EXERCISE REQUIREMENTS:
1. Translate this sentence from the Soobramoney case summary into Spanish: "His kidneys had failed in 1996, and his condition had been diagnosed as irreversible."
2. List every medical condition that the Soobramoney case summary says Thiagraj Soobramoney suffered from.

Soobramoney v Minister of Health, KwaZulu-Natal
|Soobramoney v Minister of Health, KwaZulu-Natal|
|Court||Constitutional Court of South Africa|
|Full case name||Thiagraj Soobramoney v Minister of Health, KwaZulu-Natal|
|Decided||27 November 1997|
|Citation(s)|| ZACC 17, 1998 (1) SA 765 (CC), 1997 (12) BCLR 1696 (CC)|
|Appealed from||Durban and Coast Local Division|
|Judges sitting||Chaskalson P, Langa DP, Ackermann, Didcott, Goldstone, Kriegler, Madala, Mokgoro, O'Regan & Sachs JJ|
Soobramoney v Minister of Health, KwaZulu-Natal is an important judgement of the Constitutional Court of South Africa, delivered in 1997, and the first in which the court had to adjudicate on the universal constitutional right to medical treatment as against the problem of an under-resourced health care system.
Thiagraj Soobramoney was terminally ill, suffering from ischaemic heart disease and cerebro-vascular disease, and of limited means. His kidneys had failed in 1996, and his condition had been diagnosed as irreversible. To survive even for a while, he required renal dialysis. After exhausting his funds on private providers, he sought the treatment free from the dialysis program of the Addington Hospital, a state-funded institution in Durban, which rejected him on the grounds that his condition did not fulfil the requirements for eligibility: that he be curable within a short period of time, and that, as for his renal failure, he be eligible for a kidney transplant. (Addington, like many other South African hospitals, had a severe shortage of resources.) Soobramoney brought an application to the Durban High Court for an order that Addington give him the needful treatment, citing a provision in the Constitution of South Africa which gives everyone the right not to be "refused emergency medical treatment," and insisting also on his constitutionally-protected right to life.

DATA LISTING:

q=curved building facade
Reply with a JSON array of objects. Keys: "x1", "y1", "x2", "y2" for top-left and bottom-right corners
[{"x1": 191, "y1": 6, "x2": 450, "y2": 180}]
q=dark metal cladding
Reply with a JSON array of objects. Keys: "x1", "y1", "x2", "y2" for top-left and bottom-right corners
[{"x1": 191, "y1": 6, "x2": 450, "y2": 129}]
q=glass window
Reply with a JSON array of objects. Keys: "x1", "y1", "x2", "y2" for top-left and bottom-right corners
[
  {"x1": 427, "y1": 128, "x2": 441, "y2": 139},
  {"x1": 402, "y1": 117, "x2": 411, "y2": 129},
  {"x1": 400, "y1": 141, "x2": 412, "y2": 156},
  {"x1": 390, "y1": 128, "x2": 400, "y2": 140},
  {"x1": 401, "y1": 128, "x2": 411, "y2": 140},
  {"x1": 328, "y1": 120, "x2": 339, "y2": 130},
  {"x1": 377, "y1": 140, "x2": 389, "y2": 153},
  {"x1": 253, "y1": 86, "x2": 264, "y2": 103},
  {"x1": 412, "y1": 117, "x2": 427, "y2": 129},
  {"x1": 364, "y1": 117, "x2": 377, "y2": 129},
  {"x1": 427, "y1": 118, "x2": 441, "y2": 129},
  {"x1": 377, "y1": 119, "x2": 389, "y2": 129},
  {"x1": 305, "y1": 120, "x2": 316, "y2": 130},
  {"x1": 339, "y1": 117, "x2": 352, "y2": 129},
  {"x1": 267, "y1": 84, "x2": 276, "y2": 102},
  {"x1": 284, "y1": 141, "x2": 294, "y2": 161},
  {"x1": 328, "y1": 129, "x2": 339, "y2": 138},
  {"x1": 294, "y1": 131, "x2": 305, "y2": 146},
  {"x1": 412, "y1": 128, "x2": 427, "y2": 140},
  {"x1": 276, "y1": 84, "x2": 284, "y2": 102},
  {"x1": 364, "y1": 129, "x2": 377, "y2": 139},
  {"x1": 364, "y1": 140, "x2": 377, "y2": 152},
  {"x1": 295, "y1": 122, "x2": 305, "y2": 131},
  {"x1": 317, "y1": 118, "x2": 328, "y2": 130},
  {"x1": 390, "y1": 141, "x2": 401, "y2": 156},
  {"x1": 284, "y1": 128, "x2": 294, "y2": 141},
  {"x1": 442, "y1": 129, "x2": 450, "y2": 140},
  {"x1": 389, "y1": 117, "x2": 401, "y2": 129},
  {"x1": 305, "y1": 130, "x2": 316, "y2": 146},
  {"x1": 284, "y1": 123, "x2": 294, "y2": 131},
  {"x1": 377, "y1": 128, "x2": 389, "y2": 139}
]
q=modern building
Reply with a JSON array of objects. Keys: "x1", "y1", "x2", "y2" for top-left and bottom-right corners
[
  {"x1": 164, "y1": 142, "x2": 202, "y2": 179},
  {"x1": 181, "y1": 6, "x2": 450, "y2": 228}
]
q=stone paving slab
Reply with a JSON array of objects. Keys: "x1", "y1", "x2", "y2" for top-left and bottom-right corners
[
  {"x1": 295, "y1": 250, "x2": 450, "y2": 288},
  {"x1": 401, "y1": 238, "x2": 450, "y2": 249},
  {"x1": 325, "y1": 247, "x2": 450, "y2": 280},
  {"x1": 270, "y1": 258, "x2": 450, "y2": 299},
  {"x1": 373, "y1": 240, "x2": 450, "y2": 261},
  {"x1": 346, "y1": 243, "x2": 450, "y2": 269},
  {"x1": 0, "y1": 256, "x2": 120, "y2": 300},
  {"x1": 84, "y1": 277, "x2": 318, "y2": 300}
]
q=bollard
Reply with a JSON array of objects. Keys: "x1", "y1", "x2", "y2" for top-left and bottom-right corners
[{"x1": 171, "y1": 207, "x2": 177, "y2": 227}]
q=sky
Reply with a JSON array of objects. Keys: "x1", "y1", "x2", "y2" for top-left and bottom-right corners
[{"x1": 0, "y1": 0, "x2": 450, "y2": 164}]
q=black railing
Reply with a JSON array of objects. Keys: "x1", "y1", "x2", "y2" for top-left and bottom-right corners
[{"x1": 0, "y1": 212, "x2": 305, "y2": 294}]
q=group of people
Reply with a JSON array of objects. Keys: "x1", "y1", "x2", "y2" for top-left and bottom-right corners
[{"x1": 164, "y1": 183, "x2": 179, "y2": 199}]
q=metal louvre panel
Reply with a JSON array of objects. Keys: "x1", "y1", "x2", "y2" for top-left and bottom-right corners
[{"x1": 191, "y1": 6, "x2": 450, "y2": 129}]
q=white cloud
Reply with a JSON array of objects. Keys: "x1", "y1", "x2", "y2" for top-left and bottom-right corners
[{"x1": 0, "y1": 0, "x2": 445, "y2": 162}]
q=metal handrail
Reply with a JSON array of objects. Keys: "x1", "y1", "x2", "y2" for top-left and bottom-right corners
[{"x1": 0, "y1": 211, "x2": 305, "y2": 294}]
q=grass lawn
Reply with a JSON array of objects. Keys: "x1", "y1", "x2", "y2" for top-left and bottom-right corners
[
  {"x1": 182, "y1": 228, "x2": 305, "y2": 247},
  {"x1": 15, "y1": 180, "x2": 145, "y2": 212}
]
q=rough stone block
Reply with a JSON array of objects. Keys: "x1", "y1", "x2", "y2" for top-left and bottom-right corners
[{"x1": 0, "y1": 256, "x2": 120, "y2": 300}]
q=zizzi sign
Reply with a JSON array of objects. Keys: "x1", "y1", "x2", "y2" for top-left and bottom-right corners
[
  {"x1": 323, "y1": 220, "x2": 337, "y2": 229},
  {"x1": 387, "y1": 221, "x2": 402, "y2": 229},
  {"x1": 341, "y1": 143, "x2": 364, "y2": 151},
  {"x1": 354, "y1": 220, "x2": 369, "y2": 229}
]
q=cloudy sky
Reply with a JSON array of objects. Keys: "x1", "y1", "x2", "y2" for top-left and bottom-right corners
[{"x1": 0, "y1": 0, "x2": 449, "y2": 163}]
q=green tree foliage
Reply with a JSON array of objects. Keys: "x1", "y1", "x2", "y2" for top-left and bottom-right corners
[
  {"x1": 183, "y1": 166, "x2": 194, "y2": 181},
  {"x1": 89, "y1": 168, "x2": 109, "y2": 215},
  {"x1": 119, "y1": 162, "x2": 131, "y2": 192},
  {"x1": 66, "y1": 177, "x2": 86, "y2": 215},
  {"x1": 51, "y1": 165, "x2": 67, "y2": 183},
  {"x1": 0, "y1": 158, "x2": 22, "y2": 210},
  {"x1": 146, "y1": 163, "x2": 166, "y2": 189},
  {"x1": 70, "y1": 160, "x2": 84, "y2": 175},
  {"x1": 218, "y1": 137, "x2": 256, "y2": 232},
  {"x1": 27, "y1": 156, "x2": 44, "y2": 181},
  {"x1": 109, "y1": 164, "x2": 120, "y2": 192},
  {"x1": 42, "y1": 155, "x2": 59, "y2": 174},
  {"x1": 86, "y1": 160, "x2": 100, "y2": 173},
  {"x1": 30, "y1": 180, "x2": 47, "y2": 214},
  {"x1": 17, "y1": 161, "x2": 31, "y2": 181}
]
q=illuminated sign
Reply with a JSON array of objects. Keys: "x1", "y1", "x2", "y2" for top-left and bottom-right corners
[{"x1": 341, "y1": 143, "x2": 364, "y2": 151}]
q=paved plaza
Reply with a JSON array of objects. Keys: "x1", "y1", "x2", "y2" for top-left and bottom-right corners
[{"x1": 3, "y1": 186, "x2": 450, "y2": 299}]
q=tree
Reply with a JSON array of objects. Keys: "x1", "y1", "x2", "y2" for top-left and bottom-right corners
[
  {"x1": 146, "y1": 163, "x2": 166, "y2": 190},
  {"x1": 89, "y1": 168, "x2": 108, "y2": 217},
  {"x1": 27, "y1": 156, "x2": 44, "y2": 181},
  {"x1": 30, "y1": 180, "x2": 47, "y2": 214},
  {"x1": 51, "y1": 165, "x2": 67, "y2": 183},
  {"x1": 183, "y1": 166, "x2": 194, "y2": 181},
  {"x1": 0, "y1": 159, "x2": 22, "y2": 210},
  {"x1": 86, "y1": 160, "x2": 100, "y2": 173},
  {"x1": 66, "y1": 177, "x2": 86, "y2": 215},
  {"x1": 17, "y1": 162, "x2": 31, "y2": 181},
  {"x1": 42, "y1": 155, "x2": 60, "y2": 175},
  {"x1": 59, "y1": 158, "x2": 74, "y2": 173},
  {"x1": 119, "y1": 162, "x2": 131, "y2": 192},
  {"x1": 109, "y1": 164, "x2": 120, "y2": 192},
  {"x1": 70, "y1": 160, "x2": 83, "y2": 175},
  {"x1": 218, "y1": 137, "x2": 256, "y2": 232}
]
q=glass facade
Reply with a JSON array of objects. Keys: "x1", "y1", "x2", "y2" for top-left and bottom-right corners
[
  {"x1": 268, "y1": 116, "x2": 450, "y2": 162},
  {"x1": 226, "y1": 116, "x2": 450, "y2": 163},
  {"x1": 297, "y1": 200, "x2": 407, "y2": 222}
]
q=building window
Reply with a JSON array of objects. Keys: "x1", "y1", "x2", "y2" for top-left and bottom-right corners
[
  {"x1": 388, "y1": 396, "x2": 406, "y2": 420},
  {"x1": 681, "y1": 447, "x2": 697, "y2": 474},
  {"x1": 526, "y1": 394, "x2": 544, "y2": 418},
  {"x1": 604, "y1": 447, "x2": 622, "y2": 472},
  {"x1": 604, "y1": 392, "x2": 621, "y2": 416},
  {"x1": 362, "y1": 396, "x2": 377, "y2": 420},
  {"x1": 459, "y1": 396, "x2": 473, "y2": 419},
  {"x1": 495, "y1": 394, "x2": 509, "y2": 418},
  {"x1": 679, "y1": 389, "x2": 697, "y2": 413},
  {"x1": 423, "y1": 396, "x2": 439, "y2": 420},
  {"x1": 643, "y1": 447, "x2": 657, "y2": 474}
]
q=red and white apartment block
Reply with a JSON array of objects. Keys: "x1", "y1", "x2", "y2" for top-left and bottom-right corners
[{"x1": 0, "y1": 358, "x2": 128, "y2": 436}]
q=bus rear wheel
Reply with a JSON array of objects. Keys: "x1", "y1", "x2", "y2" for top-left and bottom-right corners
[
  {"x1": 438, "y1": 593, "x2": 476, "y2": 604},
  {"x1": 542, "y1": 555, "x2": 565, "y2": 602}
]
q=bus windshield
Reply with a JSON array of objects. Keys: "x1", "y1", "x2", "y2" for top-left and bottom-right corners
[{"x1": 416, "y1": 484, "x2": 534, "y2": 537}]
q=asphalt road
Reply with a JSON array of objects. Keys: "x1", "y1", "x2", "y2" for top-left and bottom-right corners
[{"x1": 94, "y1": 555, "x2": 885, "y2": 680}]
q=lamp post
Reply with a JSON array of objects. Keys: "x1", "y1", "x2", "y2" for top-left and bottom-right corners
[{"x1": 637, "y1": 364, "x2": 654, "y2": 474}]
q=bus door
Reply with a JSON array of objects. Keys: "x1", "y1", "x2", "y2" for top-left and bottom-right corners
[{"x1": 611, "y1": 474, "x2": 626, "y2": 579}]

SOLVED TASKS:
1. Sus riñones habían fallado en 1996, y su condición había sido diagnosticada como irreversible.

2.
- Ischaemic heart disease
- Cerebro-vascular disease
- Renal (kidney) failure